***** BRANO SCELTO *****
Recensione su 10 Cloverfield Lane

/ 20166.5190 voti

Ma che, scherziamo? / 29 Aprile 2016 in 10 Cloverfield Lane

ATTENZIONE su indicazione dell'autore, la recensione potrebbe contenere anticipazioni della trama

Del sequel non ha l’intenzione, né di fatto le fattezze finali. Il legame con quel “Cloverfield” del 2008, esperimento cinematografico nel suo complesso riuscito, firmato Reeves (regia) e J.J Abrams (in veste di produttore), resta tutto nel titolo, e nel lancio pubblicitario: “10 Cloverfield Lane” vuole essere un’altra cosa. O almeno tenta di essere altro. E prima di arrivare ad un finale posticcio e sbagliato ci riesce in maniera degna e con egregi risultati.
*****
BREVE ESERCIZIO 1:
Per ciascuna affermazione indica se concorda con la recensione qui sopra, rispondendo sì o no e citando le parole precise che lo decidono. (a) Il film è un sequel di "Cloverfield" del 2008. (b) Nel "Cloverfield" del 2008 J.J Abrams ha avuto il ruolo di produttore. (c) Il finale del film viene giudicato riuscito.
BREVE ESERCIZIO 2:
Trascrivi dalla recensione il tratto tra "ATTENZIONE su indicazione" e "con egregi risultati.", estremi compresi.
***** ESTRATTO DEI DATI *****
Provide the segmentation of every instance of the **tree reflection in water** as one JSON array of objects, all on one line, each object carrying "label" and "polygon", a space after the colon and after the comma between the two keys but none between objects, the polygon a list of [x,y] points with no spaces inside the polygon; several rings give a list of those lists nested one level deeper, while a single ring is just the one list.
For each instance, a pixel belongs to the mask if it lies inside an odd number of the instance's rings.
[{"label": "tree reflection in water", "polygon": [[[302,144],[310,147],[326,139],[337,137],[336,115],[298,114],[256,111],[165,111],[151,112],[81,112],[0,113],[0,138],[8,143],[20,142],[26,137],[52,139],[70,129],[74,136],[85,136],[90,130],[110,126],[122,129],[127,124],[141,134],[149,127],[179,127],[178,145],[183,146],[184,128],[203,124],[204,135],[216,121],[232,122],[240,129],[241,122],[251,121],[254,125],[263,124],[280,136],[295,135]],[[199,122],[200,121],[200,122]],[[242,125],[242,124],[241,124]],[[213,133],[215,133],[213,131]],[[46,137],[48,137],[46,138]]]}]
*****
RISPOSTA 1:
(a) No: "Del sequel non ha l’intenzione, né di fatto le fattezze finali."
(b) Sì: "J.J Abrams (in veste di produttore)".
(c) No: "prima di arrivare ad un finale posticcio e sbagliato".

RISPOSTA 2:
ATTENZIONE su indicazione dell'autore, la recensione potrebbe contenere anticipazioni della trama

Del sequel non ha l’intenzione, né di fatto le fattezze finali. Il legame con quel “Cloverfield” del 2008, esperimento cinematografico nel suo complesso riuscito, firmato Reeves (regia) e J.J Abrams (in veste di produttore), resta tutto nel titolo, e nel lancio pubblicitario: “10 Cloverfield Lane” vuole essere un’altra cosa. O almeno tenta di essere altro. E prima di arrivare ad un finale posticcio e sbagliato ci riesce in maniera degna e con egregi risultati.